**Problem statement**:
Beginning with the line that contains "of the overcast", extract each line through the end of the listing below, with no additions or omissions.

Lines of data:
=====
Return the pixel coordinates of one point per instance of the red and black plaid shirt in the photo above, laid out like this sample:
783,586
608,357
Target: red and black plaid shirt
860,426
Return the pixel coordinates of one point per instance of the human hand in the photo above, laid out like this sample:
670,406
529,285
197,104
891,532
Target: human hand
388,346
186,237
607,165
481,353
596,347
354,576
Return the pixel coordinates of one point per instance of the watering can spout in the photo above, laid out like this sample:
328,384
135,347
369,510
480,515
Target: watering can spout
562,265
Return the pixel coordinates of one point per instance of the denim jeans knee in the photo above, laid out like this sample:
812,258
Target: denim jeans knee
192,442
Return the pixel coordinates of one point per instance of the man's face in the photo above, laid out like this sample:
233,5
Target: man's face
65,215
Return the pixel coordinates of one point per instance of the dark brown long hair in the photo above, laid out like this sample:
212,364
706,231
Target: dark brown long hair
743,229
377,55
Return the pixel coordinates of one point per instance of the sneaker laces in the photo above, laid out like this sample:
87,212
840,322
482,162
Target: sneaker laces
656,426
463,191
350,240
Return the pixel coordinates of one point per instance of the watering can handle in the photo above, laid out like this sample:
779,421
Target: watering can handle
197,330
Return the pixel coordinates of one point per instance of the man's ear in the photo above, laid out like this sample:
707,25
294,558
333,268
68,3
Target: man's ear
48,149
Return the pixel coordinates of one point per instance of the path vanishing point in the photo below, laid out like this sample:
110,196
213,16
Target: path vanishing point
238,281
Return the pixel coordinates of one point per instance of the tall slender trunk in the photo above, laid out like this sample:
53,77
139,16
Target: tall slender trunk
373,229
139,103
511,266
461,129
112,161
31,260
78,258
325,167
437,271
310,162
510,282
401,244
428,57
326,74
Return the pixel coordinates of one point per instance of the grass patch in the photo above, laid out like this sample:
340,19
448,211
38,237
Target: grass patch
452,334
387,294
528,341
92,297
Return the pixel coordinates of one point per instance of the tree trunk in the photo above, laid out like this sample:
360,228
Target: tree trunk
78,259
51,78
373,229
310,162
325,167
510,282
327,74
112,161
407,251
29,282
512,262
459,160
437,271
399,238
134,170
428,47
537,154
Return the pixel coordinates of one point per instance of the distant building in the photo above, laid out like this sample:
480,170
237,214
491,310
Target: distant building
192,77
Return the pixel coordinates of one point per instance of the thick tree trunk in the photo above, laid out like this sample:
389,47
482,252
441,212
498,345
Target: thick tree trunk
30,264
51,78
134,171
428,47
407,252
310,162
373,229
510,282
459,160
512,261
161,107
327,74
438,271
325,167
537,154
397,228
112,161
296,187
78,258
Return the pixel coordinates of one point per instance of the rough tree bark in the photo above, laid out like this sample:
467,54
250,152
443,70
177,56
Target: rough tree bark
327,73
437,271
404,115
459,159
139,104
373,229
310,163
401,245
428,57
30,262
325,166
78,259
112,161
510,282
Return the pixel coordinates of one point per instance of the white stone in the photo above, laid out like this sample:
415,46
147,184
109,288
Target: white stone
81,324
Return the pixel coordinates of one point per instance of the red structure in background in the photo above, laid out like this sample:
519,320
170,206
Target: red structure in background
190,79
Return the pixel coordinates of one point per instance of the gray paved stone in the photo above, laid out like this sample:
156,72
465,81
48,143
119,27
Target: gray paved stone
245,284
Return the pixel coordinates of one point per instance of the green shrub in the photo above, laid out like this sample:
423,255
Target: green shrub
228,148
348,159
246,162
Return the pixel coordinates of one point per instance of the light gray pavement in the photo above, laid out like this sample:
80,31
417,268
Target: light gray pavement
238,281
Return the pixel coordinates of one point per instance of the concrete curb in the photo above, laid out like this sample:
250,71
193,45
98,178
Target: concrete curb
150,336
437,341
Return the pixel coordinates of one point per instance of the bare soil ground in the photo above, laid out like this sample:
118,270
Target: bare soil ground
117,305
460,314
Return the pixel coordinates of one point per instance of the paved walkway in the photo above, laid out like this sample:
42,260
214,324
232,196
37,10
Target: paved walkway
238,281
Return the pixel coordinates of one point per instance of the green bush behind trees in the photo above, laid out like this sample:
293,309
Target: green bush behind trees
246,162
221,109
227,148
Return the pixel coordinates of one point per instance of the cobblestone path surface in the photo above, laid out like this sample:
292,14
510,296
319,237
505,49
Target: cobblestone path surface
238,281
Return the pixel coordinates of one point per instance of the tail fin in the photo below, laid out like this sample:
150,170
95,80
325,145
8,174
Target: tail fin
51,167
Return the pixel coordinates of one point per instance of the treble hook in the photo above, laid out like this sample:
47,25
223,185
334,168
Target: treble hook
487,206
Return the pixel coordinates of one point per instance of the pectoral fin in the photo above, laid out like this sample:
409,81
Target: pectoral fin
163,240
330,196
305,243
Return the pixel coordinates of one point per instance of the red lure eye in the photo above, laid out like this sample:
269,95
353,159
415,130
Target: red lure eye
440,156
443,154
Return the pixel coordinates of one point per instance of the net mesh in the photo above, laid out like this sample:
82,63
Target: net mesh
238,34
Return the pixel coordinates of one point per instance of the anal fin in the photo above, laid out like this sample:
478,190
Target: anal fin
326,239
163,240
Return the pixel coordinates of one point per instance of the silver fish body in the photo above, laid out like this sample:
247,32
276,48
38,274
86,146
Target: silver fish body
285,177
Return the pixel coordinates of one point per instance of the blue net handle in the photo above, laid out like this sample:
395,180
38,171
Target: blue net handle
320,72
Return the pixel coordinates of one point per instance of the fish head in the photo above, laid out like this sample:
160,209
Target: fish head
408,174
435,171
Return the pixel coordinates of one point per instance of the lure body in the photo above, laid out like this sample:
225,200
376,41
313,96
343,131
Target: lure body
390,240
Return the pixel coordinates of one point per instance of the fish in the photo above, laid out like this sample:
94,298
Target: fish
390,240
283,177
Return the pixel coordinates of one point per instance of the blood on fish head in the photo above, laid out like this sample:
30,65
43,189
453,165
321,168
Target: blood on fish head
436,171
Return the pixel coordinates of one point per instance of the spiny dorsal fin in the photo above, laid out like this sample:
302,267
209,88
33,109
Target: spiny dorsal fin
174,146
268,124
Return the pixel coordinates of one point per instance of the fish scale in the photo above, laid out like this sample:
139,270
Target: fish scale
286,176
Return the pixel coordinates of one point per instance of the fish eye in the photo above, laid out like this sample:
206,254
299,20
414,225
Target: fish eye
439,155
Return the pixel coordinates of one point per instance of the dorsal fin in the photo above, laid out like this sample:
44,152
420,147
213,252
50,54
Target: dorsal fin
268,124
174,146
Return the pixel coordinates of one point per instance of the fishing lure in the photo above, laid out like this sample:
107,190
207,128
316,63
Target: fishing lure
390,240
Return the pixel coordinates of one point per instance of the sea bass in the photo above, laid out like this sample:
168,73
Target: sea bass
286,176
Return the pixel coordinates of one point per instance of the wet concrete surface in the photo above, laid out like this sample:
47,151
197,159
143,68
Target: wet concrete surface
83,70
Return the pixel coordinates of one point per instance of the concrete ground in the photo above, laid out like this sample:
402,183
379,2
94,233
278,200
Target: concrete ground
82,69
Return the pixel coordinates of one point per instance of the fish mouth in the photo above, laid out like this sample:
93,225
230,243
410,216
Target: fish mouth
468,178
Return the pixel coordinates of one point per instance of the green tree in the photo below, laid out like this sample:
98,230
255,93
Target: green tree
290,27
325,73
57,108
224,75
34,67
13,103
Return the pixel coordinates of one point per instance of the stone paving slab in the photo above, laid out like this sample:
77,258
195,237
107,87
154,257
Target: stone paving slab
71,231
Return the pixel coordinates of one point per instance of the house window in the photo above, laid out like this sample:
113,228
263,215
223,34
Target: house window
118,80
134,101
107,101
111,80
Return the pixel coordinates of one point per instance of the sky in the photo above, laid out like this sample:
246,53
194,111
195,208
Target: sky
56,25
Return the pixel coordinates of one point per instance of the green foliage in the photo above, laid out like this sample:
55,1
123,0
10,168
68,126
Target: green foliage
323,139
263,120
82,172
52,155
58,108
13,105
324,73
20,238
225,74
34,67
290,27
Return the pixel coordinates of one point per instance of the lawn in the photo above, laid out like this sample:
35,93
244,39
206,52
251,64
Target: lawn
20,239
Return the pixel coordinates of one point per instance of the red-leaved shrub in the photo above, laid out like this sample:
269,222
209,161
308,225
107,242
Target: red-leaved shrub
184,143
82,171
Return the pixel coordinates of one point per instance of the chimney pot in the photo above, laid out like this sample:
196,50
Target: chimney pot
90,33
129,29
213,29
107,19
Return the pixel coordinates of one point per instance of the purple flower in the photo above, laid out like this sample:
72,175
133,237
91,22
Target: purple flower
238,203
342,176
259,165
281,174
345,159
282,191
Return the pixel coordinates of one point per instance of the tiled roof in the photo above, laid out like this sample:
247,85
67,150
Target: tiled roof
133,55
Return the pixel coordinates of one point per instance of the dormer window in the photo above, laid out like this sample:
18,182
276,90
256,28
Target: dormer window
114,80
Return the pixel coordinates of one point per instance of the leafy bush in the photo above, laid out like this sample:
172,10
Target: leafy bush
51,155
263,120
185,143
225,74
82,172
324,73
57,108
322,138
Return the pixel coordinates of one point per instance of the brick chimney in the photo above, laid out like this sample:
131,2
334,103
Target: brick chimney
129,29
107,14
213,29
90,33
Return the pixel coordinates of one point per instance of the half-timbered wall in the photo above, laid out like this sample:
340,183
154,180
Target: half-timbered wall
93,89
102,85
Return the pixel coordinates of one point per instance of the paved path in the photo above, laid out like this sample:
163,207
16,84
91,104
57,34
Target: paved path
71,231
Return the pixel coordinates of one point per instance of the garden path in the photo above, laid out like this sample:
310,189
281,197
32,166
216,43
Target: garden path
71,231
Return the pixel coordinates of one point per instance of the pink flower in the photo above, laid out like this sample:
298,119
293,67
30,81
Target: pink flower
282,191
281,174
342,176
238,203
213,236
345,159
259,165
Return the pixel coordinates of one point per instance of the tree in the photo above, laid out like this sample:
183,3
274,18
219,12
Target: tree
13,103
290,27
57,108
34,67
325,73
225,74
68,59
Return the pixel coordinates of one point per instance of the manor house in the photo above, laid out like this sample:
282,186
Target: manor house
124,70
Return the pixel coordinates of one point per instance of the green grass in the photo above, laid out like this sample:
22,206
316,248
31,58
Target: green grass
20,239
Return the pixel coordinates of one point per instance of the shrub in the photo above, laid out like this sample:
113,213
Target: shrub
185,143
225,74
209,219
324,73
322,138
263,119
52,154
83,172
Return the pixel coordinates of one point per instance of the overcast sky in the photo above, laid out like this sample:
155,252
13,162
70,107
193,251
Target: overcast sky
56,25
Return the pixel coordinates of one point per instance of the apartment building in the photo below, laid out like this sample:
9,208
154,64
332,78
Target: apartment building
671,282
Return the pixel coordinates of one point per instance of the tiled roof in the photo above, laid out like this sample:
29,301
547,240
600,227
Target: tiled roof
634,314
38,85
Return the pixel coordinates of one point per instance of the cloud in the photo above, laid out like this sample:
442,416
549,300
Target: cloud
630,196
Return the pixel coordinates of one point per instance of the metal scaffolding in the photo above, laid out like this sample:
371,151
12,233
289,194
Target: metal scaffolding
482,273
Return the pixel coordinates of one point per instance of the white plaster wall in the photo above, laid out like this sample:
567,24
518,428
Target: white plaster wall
=====
**Reply**:
Return the pixel coordinates of one point per instance of the overcast sky in the photo above, laid out like this sample:
155,252
13,162
70,107
193,251
Target: overcast sky
56,25
Return the pixel coordinates of one point per instance of the apartment building in the photo below, laid out like this sample:
9,208
154,64
332,78
Target: apartment building
671,282
Return the pixel coordinates of one point per instance of the tiled roof in the photo above, laid out like this sample:
29,301
547,240
600,227
Target: tiled roof
634,314
38,85
Return the pixel coordinates of one point per instance of the cloud in the photo above, laid out like this sample:
442,416
549,300
Target: cloud
630,196
Return the pixel coordinates of one point per instance of the metal scaffolding in the photo above, laid out like this sample:
371,151
12,233
289,194
Target: metal scaffolding
482,273
Return the pixel coordinates of one point per instance of the white plaster wall in the photo above, laid out like this sample:
567,24
518,428
Target: white plaster wall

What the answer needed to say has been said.